Problem details:
Switch "corner points" to "vertices" throughout the listing, starting at its first line and ending at the line that contains "(215, 156), (449, 518)". Write out only those lines, leaving everything else in them unchanged.
Start of Stored data
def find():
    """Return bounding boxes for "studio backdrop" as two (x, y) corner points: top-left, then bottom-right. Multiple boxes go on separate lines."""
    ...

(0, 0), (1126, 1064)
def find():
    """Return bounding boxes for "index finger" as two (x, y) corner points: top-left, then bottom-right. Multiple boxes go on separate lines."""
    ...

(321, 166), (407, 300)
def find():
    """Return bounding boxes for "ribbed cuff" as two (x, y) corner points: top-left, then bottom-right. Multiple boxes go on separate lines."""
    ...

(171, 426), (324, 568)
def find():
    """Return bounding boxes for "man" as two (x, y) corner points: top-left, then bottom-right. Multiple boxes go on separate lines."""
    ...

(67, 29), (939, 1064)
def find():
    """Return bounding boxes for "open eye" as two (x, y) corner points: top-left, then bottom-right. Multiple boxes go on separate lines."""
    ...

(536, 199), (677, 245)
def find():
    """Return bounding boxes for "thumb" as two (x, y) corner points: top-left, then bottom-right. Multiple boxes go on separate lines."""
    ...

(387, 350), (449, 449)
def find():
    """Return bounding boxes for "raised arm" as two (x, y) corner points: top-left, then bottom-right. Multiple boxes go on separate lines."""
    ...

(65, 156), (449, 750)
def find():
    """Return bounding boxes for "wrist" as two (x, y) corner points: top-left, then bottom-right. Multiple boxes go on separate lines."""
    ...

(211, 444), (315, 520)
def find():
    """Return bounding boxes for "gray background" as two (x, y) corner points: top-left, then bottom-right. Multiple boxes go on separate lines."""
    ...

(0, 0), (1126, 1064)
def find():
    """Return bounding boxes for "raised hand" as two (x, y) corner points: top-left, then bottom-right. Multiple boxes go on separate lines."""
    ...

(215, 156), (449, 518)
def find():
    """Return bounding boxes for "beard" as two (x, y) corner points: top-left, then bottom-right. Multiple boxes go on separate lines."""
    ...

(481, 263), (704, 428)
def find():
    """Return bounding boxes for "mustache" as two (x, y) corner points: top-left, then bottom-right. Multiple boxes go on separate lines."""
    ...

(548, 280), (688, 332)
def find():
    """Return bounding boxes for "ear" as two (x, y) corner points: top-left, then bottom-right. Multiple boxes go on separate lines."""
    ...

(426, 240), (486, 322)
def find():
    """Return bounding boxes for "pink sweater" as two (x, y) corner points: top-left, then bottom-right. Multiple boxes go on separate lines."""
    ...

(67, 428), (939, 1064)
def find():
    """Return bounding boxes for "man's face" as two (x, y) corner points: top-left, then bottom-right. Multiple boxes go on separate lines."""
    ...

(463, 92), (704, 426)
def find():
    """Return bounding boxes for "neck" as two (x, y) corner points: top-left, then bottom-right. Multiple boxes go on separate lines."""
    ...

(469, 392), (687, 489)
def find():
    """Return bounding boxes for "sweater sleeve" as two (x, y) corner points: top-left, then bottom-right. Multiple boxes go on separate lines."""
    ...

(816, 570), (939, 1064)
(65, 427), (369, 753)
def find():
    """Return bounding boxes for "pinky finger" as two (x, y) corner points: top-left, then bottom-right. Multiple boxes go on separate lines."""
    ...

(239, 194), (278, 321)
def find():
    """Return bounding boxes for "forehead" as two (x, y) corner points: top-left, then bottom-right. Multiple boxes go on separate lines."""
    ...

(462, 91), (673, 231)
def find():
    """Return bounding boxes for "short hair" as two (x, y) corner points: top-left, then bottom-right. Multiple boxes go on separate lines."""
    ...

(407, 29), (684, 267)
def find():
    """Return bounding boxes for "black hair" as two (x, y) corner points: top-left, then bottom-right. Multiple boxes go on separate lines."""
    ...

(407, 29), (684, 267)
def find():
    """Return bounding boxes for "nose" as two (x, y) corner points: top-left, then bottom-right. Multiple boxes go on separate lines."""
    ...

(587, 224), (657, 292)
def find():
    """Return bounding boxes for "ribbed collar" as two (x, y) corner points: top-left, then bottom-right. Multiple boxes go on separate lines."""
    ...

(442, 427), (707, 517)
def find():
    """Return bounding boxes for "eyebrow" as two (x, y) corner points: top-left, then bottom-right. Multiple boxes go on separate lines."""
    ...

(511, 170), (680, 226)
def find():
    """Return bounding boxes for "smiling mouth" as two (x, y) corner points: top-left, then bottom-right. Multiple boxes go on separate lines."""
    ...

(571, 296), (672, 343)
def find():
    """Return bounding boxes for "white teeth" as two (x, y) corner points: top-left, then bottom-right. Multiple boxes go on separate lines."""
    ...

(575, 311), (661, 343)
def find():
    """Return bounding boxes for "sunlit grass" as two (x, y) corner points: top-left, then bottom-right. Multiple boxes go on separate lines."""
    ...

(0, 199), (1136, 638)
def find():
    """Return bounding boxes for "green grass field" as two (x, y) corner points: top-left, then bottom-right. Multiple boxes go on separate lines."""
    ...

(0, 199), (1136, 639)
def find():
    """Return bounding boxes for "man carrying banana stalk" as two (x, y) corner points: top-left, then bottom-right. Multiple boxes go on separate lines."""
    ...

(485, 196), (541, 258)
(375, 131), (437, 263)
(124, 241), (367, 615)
End of Stored data
Output below:
def find():
    """Return bounding boxes for "studio backdrop" as two (x, y) vertices: top-left, then bottom-right. Multiple boxes go on separate lines."""
    ...

(0, 0), (1126, 1064)
def find():
    """Return bounding boxes for "index finger" as two (x, y) vertices: top-left, then bottom-right. Multiple boxes go on separate lines."""
    ...

(321, 166), (407, 300)
def find():
    """Return bounding boxes for "ribbed cuff" as two (x, y) vertices: top-left, then bottom-right. Multiple boxes go on separate lines."""
    ...

(171, 426), (324, 568)
def find():
    """Return bounding boxes for "man" as two (x, y) vertices: top-left, then bottom-right. Multiple boxes go on separate lines."""
    ...

(67, 29), (939, 1064)
def find():
    """Return bounding boxes for "open eye" as two (x, y) vertices: top-left, then bottom-right. Multiple boxes go on separate lines."""
    ...

(536, 199), (677, 245)
def find():
    """Return bounding boxes for "thumb" as two (x, y) vertices: top-left, then bottom-right. Multiple boxes go on separate lines."""
    ...

(387, 350), (449, 449)
def find():
    """Return bounding boxes for "raised arm" as two (x, y) vertices: top-left, then bottom-right. Multiple boxes go on separate lines."""
    ...

(65, 156), (449, 750)
def find():
    """Return bounding boxes for "wrist" as two (x, y) vertices: top-left, then bottom-right. Multiple boxes go on separate lines."""
    ...

(211, 444), (315, 520)
def find():
    """Return bounding boxes for "gray background" as two (x, y) vertices: top-left, then bottom-right. Multiple boxes go on separate lines."""
    ...

(0, 0), (1126, 1064)
def find():
    """Return bounding boxes for "raised hand" as two (x, y) vertices: top-left, then bottom-right. Multiple boxes go on separate lines."""
    ...

(215, 156), (449, 518)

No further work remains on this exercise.